Task: Reproduce the entries exactly. Omit none of them.
================================
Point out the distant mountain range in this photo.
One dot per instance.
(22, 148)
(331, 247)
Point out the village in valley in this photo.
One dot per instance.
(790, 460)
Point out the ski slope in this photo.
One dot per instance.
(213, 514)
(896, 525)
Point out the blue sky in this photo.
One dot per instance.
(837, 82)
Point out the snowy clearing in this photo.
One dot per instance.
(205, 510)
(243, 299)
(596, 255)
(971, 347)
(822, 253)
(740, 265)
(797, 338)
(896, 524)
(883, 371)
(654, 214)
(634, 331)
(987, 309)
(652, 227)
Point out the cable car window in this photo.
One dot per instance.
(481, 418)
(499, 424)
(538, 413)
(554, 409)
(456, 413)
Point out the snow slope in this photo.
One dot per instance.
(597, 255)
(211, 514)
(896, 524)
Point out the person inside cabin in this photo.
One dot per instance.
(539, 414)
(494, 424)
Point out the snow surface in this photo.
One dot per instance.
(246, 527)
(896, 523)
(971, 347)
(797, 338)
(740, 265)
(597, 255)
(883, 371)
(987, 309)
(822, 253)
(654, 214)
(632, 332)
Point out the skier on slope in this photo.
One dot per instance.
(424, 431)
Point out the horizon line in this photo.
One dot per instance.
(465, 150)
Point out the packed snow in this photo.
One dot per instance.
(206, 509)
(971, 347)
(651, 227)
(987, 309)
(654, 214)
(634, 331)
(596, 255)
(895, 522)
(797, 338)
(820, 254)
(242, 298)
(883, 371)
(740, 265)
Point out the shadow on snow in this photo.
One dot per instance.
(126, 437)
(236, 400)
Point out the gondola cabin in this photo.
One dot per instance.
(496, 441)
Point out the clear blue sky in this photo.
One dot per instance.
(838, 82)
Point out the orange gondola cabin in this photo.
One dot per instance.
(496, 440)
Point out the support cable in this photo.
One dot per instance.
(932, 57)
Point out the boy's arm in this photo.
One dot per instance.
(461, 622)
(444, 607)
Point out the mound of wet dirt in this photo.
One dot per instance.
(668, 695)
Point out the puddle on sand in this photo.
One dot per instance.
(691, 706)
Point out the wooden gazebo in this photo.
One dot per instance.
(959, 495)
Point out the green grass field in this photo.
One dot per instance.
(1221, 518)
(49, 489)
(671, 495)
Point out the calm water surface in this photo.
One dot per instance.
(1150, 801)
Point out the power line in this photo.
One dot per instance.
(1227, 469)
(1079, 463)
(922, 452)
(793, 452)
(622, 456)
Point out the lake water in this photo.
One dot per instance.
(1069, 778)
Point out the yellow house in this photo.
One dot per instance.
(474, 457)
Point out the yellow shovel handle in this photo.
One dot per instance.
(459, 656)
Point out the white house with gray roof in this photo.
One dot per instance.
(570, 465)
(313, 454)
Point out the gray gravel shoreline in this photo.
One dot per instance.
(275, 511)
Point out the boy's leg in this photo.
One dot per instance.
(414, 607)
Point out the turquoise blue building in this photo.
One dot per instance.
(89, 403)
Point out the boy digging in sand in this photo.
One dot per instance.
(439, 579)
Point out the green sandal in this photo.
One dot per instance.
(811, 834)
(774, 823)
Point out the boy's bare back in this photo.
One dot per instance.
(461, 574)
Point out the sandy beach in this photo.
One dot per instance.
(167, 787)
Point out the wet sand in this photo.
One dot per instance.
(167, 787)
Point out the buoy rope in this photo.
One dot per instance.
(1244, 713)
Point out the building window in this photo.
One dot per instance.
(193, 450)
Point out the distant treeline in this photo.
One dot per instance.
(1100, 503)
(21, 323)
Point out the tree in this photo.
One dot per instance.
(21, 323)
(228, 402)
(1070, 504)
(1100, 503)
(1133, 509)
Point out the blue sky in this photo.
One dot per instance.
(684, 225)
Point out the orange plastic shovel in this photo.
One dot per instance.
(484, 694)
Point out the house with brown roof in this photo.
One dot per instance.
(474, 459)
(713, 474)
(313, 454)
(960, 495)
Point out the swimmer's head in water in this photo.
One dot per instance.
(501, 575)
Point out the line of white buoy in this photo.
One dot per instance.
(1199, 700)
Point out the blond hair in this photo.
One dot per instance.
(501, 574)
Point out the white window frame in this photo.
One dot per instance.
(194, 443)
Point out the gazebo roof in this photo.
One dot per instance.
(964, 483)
================================
Response to the exercise:
Point out the distant mountain range in this photo.
One dot per instance.
(22, 148)
(331, 247)
Point out the village in valley in this photo.
One dot per instance.
(790, 460)
Point out the ski slope in this photo.
One dot per instance.
(213, 514)
(896, 525)
Point out the blue sky in this photo.
One dot per instance.
(837, 82)
Point out the snowy clearing in this photo.
One dot per instance.
(205, 510)
(243, 299)
(596, 255)
(971, 347)
(822, 253)
(740, 265)
(797, 338)
(896, 524)
(883, 371)
(654, 214)
(634, 331)
(987, 309)
(652, 227)
Point out the cable car window in this photo.
One dot per instance.
(481, 418)
(499, 424)
(538, 413)
(554, 409)
(456, 413)
Point out the snow slope in this photo.
One dot per instance.
(597, 255)
(211, 514)
(896, 524)
Point out the person inside cabin in this photo.
One dot per instance.
(539, 414)
(494, 424)
Point out the snow surface in this photo.
One dot per instance.
(246, 527)
(896, 523)
(971, 347)
(797, 338)
(740, 265)
(597, 255)
(883, 371)
(987, 309)
(822, 253)
(654, 214)
(632, 332)
Point out the skier on slope in this photo.
One dot per instance.
(424, 431)
Point out the horizon line in this photo.
One dot per instance.
(465, 150)
Point out the packed snow in this photo.
One dot per instance.
(206, 509)
(971, 347)
(651, 227)
(987, 309)
(654, 214)
(634, 331)
(596, 255)
(895, 522)
(797, 338)
(820, 254)
(242, 298)
(883, 371)
(740, 265)
Point out the shadow on snow in this photo.
One dot per instance.
(126, 437)
(236, 400)
Point out the gondola cabin in this photo.
One dot per instance.
(496, 441)
Point out the clear blue sky in this photo.
One dot per instance.
(838, 82)
Point out the orange gondola cabin in this photo.
One dot per instance.
(496, 440)
Point out the support cable in this photo.
One dot per instance.
(932, 57)
Point out the boy's arm in this photo.
One dot per instance.
(461, 622)
(444, 607)
Point out the mound of wet dirt in this photo.
One dot per instance.
(668, 695)
Point out the puddle on sand in this photo.
One dot per instance.
(691, 706)
Point out the wooden gazebo in this photo.
One dot per instance.
(959, 495)
Point out the green grass field in this photo.
One dot per instance.
(1221, 518)
(49, 489)
(671, 495)
Point out the calm water surface in this photo.
One dot per instance.
(1150, 801)
Point out the power line in this photo.
One dot per instance.
(1227, 469)
(1079, 463)
(922, 452)
(793, 452)
(622, 456)
Point out the lake water in this photo.
One dot per instance.
(1069, 778)
Point out the yellow house in this photo.
One dot per instance.
(474, 457)
Point out the yellow shovel handle in this photo.
One dot per instance.
(459, 656)
Point out the white house with gray roof in this photo.
One dot per instance.
(570, 465)
(313, 454)
Point out the gray gravel shoreline in this photo.
One dot per instance.
(275, 511)
Point out the boy's leg in this photo.
One dot per instance.
(414, 607)
Point out the turquoise blue building in this photo.
One dot per instance.
(89, 403)
Point out the boy digging in sand in this photo.
One dot per instance.
(439, 579)
Point out the green sandal in this photo.
One dot per instance.
(811, 834)
(774, 823)
Point out the boy's bare back in this photo.
One dot per instance.
(461, 574)
Point out the sandy beach in this photo.
One dot per instance.
(167, 787)
Point out the wet sand in this photo.
One dot per instance.
(167, 787)
Point out the buoy rope in this photo.
One dot per instance.
(1244, 713)
Point out the building window in this photo.
One dot per instance.
(193, 450)
Point out the distant treeline in this photo.
One dot per instance.
(1100, 503)
(21, 323)
Point out the tree in this photo.
One dot per instance.
(21, 323)
(228, 402)
(1070, 504)
(1100, 503)
(1133, 509)
Point out the blue sky in this photo.
One dot per instance.
(684, 225)
Point out the orange plastic shovel in this photo.
One dot per instance.
(484, 694)
Point out the house with brown roof in this photo.
One dot per instance.
(474, 459)
(713, 474)
(313, 454)
(960, 495)
Point out the swimmer's head in water in this photo.
One dot per instance.
(501, 575)
Point out the line of white buoy in this photo.
One dot per instance.
(1199, 700)
Point out the blond hair in this photo.
One dot per instance.
(501, 574)
Point out the white window frame in this photo.
One dot per instance.
(194, 443)
Point out the gazebo roof in this photo.
One dot per instance.
(964, 483)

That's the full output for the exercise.